[START OF RECORDS TO PROCESS]

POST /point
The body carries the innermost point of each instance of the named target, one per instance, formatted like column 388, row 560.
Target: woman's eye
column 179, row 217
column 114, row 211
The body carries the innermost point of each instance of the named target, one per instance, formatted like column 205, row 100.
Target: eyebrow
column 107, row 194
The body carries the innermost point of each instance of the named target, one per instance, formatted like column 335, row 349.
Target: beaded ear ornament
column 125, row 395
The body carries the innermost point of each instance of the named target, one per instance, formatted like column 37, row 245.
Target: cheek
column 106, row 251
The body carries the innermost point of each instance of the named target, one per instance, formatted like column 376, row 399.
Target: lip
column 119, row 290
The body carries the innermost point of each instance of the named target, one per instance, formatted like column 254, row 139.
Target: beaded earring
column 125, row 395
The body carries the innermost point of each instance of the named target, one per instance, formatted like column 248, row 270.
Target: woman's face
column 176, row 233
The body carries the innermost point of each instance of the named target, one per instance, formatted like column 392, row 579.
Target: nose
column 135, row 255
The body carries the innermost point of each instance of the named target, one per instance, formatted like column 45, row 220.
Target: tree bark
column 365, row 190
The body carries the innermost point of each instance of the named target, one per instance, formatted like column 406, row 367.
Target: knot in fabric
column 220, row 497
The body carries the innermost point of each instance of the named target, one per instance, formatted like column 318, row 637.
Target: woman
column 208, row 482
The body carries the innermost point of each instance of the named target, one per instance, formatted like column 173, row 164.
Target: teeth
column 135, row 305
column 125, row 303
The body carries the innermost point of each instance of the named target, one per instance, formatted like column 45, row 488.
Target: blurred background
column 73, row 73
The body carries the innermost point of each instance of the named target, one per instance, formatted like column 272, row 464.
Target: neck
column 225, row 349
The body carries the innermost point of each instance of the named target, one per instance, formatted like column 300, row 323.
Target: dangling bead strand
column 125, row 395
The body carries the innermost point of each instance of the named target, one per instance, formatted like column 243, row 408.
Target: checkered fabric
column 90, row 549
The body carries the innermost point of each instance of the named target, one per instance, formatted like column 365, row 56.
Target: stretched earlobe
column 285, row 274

[END OF RECORDS TO PROCESS]
[START OF RECORDS TO PROCESS]

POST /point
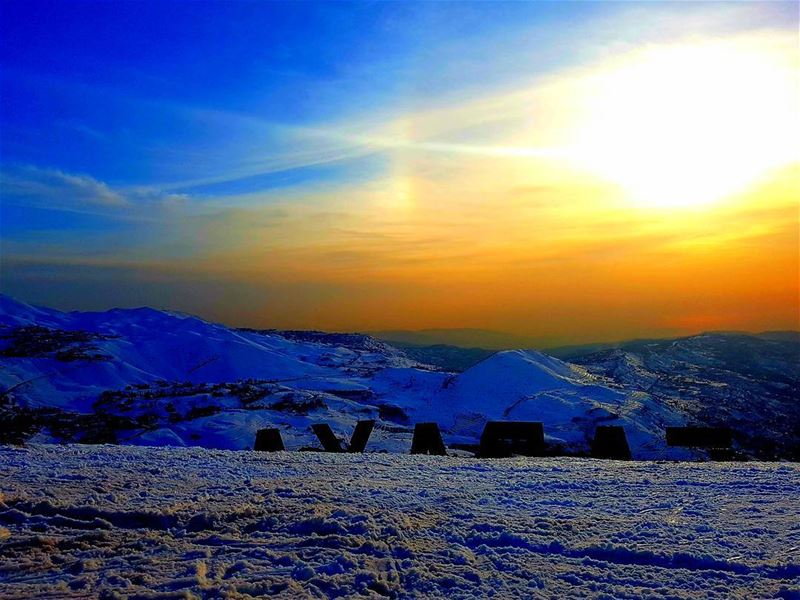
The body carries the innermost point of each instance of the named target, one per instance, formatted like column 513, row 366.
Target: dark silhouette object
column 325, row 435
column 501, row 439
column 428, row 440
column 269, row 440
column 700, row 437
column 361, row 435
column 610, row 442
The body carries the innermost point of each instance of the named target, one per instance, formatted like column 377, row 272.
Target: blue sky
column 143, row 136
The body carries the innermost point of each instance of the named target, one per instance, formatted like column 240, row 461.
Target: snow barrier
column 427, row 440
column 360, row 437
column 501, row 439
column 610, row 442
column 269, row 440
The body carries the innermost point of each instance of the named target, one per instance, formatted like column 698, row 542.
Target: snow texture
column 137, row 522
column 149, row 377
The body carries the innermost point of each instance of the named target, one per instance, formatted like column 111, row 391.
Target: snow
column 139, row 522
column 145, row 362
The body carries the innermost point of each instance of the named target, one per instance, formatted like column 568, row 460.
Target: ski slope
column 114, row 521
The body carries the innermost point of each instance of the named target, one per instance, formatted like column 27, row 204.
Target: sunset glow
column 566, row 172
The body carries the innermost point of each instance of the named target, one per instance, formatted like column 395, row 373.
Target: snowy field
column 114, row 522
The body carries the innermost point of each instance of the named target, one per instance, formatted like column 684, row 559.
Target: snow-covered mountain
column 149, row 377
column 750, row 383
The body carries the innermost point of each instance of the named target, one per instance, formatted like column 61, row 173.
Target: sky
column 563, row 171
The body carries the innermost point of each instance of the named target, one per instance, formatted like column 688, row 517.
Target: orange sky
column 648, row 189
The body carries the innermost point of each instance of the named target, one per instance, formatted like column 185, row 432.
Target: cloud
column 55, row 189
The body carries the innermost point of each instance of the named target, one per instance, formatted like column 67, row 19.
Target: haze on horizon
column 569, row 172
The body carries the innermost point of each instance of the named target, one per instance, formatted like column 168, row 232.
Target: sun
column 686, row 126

[END OF RECORDS TO PROCESS]
[START OF RECORDS TO PROCESS]

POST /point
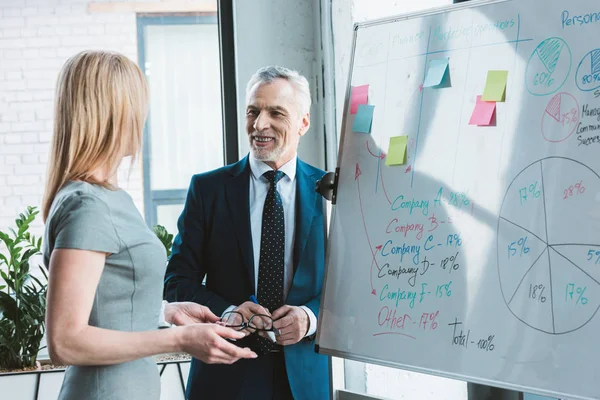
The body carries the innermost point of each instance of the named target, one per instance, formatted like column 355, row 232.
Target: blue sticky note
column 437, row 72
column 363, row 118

[END OF RECORDS TO PROCESS]

BRIEF :: Please gather every line of the material that contains the string "blue". Case counts.

FINISHED EXERCISE ::
Target: blue sky
Target: blue sticky note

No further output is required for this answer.